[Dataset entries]
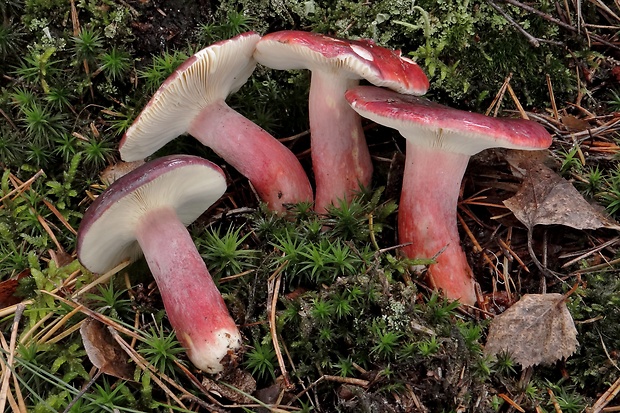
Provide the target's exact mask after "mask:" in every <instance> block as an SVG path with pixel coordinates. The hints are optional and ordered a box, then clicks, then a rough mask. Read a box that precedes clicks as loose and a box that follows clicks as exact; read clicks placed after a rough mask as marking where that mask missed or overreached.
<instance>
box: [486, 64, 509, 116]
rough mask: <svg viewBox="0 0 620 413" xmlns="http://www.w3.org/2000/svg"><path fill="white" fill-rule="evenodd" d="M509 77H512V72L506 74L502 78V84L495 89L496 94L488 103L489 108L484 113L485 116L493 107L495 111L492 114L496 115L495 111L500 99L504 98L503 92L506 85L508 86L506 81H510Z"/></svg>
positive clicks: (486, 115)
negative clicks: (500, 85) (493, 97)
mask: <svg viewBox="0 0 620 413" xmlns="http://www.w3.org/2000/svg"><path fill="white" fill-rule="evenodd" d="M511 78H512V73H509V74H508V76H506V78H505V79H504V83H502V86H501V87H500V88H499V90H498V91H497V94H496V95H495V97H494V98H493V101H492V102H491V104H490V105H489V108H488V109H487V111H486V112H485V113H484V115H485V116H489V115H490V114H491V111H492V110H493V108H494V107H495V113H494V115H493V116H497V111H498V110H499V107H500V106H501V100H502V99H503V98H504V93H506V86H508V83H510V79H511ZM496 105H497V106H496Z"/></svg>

* * *

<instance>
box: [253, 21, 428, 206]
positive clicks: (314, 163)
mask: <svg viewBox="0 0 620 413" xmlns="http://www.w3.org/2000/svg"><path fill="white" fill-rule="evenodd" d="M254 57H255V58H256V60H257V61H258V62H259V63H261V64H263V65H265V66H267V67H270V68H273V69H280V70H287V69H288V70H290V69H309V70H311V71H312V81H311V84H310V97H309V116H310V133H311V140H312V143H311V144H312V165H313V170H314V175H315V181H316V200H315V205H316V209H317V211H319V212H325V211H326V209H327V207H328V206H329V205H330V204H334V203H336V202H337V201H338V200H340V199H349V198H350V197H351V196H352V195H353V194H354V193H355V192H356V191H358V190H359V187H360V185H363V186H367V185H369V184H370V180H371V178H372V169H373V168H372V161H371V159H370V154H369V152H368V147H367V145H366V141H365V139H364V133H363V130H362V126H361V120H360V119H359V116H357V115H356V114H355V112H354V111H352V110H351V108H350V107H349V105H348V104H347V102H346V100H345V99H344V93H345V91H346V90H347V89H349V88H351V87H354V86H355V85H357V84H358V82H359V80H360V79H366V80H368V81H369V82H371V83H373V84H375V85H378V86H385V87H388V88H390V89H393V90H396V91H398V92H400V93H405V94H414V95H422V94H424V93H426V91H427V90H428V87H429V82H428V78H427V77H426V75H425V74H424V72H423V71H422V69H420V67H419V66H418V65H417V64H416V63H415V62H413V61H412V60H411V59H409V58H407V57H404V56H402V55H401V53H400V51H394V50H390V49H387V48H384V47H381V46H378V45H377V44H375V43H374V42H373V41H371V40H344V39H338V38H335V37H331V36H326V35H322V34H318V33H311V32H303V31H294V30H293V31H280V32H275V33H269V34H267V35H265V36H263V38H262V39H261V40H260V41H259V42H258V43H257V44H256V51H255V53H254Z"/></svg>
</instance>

* * *

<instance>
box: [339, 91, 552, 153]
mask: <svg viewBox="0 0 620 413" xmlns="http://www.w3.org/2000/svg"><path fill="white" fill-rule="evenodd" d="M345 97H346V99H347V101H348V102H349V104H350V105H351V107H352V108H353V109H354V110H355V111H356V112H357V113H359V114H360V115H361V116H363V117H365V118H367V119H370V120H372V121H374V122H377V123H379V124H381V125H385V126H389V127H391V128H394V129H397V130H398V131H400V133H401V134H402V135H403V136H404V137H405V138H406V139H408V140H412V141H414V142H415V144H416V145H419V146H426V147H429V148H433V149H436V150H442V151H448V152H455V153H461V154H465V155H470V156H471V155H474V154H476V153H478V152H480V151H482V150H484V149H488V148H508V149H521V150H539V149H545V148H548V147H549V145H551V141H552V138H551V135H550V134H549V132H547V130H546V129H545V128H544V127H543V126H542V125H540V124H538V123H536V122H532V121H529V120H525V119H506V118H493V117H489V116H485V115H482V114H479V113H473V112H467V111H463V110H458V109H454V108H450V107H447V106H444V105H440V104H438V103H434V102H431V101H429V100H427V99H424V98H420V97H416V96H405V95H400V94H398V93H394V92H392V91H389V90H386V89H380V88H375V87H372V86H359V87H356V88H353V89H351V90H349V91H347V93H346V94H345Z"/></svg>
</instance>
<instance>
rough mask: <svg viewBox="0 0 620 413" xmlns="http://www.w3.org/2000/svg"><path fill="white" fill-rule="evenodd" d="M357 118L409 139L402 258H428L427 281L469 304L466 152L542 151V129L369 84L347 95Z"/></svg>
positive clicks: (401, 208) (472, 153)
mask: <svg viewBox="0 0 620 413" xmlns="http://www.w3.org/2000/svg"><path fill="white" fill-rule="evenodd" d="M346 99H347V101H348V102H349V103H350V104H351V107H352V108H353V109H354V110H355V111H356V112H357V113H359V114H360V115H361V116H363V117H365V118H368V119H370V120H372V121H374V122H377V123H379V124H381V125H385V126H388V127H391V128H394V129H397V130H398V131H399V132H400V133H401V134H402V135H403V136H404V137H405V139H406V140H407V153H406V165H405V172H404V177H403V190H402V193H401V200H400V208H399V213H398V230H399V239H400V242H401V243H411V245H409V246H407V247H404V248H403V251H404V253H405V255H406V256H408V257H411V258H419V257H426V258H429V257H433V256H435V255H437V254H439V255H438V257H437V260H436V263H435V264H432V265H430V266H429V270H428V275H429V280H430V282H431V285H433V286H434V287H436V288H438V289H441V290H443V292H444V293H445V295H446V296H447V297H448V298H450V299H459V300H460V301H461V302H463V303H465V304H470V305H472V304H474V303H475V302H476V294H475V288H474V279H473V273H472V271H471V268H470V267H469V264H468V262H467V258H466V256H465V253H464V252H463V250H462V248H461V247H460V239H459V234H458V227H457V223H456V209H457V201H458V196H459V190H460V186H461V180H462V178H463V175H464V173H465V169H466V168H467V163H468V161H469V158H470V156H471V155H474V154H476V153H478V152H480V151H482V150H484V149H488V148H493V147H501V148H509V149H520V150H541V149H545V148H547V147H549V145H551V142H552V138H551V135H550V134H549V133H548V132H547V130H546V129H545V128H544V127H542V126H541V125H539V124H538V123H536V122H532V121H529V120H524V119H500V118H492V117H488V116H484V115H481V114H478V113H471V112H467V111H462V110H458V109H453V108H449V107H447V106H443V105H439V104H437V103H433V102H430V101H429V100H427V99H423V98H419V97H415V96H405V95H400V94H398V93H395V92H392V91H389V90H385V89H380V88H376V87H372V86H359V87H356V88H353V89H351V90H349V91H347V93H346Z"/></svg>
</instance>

_REQUIRED WORK_
From the data above, copy each line with the string "rough" in it.

_EXPECTED OUTPUT_
Provide the target's exact mask after "mask:" in every <instance> block as an SVG path with pixel coordinates. The hints are optional and ordered a box, then clicks, then a rough mask. Read a box that precedes clicks as loose and a box that follows clicks as exact; read clicks placed after a rough mask as marking where that mask missed or overreached.
rough mask: <svg viewBox="0 0 620 413" xmlns="http://www.w3.org/2000/svg"><path fill="white" fill-rule="evenodd" d="M509 77H512V72L506 74L502 78V84L495 89L496 94L488 103L489 108L484 113L485 116L493 107L495 111L492 114L496 115L495 111L500 99L504 98L503 92L506 85L508 86L506 81H510Z"/></svg>
rough mask: <svg viewBox="0 0 620 413" xmlns="http://www.w3.org/2000/svg"><path fill="white" fill-rule="evenodd" d="M357 118L409 139L402 258H428L427 281L469 304L466 152L542 151V129L369 84L347 95Z"/></svg>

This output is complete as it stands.